» The exercise
All entries are to be quoted exactly; the images stay out of the copy.
START Material provided
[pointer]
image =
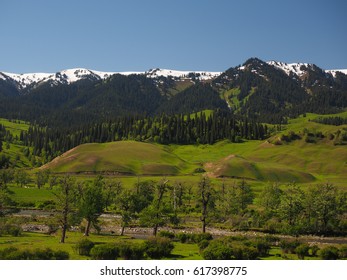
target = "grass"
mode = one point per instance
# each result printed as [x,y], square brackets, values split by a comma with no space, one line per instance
[15,149]
[15,127]
[126,157]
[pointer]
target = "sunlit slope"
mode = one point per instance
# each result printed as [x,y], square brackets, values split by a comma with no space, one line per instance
[125,157]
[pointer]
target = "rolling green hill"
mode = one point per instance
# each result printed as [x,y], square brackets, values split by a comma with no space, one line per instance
[125,157]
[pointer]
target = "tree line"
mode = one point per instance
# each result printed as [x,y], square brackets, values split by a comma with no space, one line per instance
[320,209]
[197,128]
[331,120]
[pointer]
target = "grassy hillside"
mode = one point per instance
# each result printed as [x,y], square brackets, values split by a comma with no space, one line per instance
[276,159]
[14,148]
[127,157]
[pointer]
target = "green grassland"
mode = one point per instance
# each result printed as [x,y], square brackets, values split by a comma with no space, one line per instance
[15,150]
[254,160]
[14,127]
[125,157]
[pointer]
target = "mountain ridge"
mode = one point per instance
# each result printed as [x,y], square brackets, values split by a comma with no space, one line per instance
[29,80]
[266,91]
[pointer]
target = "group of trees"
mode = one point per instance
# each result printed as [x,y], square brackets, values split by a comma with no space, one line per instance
[321,209]
[164,129]
[331,120]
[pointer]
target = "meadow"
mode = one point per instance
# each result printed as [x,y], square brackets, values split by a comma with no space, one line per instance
[301,151]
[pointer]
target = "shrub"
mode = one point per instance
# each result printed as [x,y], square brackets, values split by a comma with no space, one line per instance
[11,229]
[83,247]
[329,253]
[198,237]
[217,251]
[46,254]
[343,252]
[182,237]
[61,255]
[228,249]
[314,250]
[263,247]
[13,253]
[105,252]
[302,251]
[289,246]
[167,234]
[159,247]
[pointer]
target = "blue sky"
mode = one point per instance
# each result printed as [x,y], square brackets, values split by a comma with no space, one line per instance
[136,35]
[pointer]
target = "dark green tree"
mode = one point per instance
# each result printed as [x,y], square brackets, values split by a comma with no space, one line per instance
[91,203]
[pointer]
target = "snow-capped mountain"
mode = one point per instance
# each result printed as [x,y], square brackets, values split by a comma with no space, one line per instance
[300,69]
[30,80]
[23,81]
[200,75]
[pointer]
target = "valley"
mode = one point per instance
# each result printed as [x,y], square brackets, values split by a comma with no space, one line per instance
[252,160]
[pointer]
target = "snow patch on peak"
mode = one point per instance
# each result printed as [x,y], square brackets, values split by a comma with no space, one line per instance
[200,75]
[295,68]
[333,72]
[25,80]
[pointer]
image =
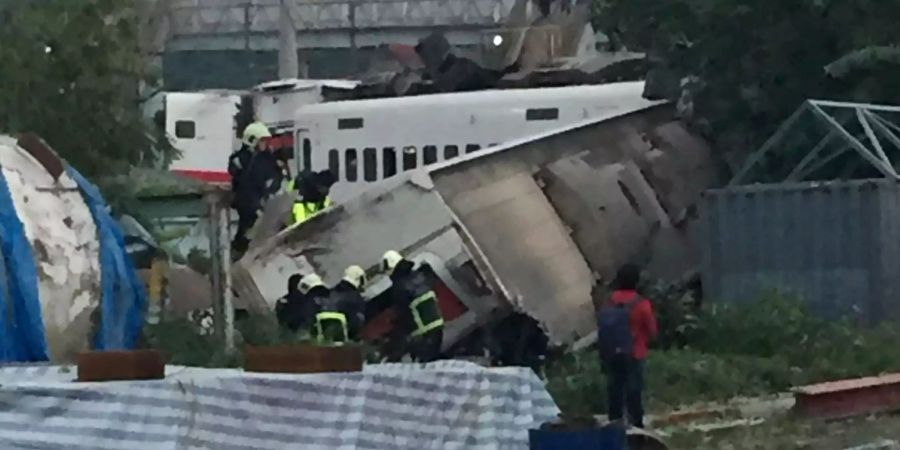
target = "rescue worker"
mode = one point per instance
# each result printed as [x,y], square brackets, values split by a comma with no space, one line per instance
[329,323]
[419,324]
[347,294]
[312,191]
[295,311]
[256,175]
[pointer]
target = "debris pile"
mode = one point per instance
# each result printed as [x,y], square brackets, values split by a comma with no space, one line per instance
[524,227]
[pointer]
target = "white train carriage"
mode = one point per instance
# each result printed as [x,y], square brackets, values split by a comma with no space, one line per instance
[365,141]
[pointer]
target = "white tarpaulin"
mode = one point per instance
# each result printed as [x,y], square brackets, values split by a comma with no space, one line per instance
[445,405]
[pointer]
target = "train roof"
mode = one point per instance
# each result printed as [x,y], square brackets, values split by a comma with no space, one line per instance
[625,90]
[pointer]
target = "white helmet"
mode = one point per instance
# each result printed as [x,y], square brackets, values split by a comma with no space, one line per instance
[254,132]
[310,281]
[356,276]
[390,260]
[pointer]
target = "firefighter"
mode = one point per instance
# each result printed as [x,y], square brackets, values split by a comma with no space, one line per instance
[419,327]
[348,297]
[295,311]
[312,190]
[254,171]
[329,323]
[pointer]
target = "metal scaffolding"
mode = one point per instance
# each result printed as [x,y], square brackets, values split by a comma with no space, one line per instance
[826,140]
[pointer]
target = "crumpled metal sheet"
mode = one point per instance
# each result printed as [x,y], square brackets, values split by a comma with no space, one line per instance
[64,243]
[436,406]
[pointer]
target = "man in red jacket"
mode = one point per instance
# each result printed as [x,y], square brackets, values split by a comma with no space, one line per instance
[625,374]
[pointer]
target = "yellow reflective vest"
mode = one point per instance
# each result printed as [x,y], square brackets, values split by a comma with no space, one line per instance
[303,211]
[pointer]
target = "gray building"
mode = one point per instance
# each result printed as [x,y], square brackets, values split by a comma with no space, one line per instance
[233,44]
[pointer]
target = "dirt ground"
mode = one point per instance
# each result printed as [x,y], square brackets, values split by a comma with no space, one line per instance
END Material provided
» Complete response
[pointer]
image =
target = "grass"
mode = one point per instance
# each result printed as [x,y], square brackets, values split by a comma with no space, one line per instance
[15,149]
[15,127]
[126,157]
[pointer]
target = "sunlit slope"
mode = one point per instance
# each result printed as [x,y], square brackets, values split by a comma with no space, one line per instance
[125,157]
[pointer]
target = "rolling green hill"
mode = one point per instance
# each result printed as [x,y], square brackets, values split by a comma with no space, one line per instance
[125,157]
[pointer]
target = "tree line"
mode = one point per instance
# each result printed as [x,y], square brackets, values split by a comma with no space, one line per instance
[320,209]
[197,128]
[331,120]
[pointer]
target = "grassy hillside"
mode = one point per instance
# each result printed as [x,y], square brackets, values split by a comma with no space, one line per instance
[276,159]
[14,148]
[127,157]
[pointer]
target = "green grassland"
mode = one point per instance
# each result printed as [x,y], square brackets, values split by a comma with no space, one line per instance
[15,150]
[254,160]
[14,127]
[125,157]
[pointer]
target = "mountain ridge"
mode = one point per instance
# each result printed as [x,y], square brackets, values split by a comma with no space, one line per instance
[29,80]
[266,91]
[pointer]
target = "group of trees"
mode = one point per instance
# each result printed as [x,y], square brackets, values split by a comma with no space, one line per instance
[321,209]
[164,129]
[331,120]
[pointer]
target = "meadow"
mode = one point per instance
# each result printed as [x,y], square brackets, values split by a comma with no space, one line per instance
[301,151]
[pointer]
target = "shrub"
mode = one point per instance
# each result printed as [x,y], square brackets, values split by a comma with no space, one line per instance
[11,229]
[83,247]
[329,253]
[198,237]
[217,251]
[46,254]
[343,252]
[182,237]
[61,255]
[228,249]
[314,250]
[263,247]
[13,253]
[105,252]
[302,251]
[289,246]
[167,234]
[159,247]
[pointer]
target = "blue sky"
mode = one point per instance
# each result printed as [x,y], square brackets, values split by a comma with no space, one line per instance
[136,35]
[pointer]
target = "dark green tree"
mode = one point per instance
# each result printed as [x,y], square brackets, values split by a comma with no space, one line per instance
[91,203]
[pointer]
target = "snow-capped mountain"
mode = one point per instance
# each result printed as [x,y], square brackets, values split by a comma with no space, one line per instance
[300,69]
[30,80]
[23,81]
[200,75]
[pointer]
target = "valley"
mode = one point per instance
# each result printed as [x,y], square brackets, values split by a comma with no space, one line per instance
[252,160]
[pointer]
target = "snow patch on peak"
mode = one point per instance
# each result printed as [x,y], square brackets, values split by a comma with no space, one line per instance
[200,75]
[295,68]
[333,72]
[25,80]
[pointer]
image =
target = "rescue worker"
mode = one point per instance
# each result printed as [x,y], square brackets, values split by a comma with no space, one line per instance
[329,323]
[419,324]
[347,294]
[312,191]
[295,311]
[256,175]
[pointer]
target = "debris pile"
mode = one point per instance
# each result printed as [x,y], square brackets, values split by a comma with no space, one line per instance
[524,227]
[pointer]
target = "white train carriage"
mode = one point per instance
# each result printed as [x,y], square brackets, values split by a comma with no space, one line per instance
[365,141]
[pointer]
target = "white tarpaulin"
mode = one point per instance
# each result printed as [x,y], square brackets, values split by a comma with no space, one line per instance
[445,405]
[pointer]
target = "train roof"
mode = one point per instance
# each result printed as [x,y], square brackets, values split by a comma with no space, one line per instance
[625,90]
[pointer]
target = "white helmet"
mode = one point per instance
# each result printed as [x,y], square brackets, values split by a comma with no space, one line per instance
[254,132]
[310,281]
[356,276]
[390,260]
[pointer]
target = "firefighter"
mode = one point per instance
# each result printed as [x,y], square brackets, values split by a comma with no space, one line per instance
[419,327]
[348,297]
[295,311]
[312,190]
[254,171]
[329,323]
[pointer]
target = "metal scaffolding"
mode = one point per instance
# each result printed as [x,y], square brackets, values split by a comma with no space, one line per instance
[826,140]
[pointer]
target = "crumpled metal sheet"
mode = one point per instance
# each result printed as [x,y], square brackets, values split by a comma with no space, one line per instance
[64,243]
[436,406]
[pointer]
target = "man in red jacket"
mode = one point per instance
# each result printed as [x,y], square brackets, values split by a comma with no space, one line per instance
[625,374]
[pointer]
target = "yellow reflective vest"
mode = one point per instance
# each result printed as [x,y], square brackets, values split by a comma with no space, one line per instance
[303,211]
[pointer]
target = "gray building"
mode = one point per instance
# each result printed as [x,y], square brackets, values split by a comma with no space, one line per instance
[233,44]
[pointer]
target = "dirt ground"
mode = one point per instance
# each result printed as [x,y], square brackets, values split by a comma with no space, one line per instance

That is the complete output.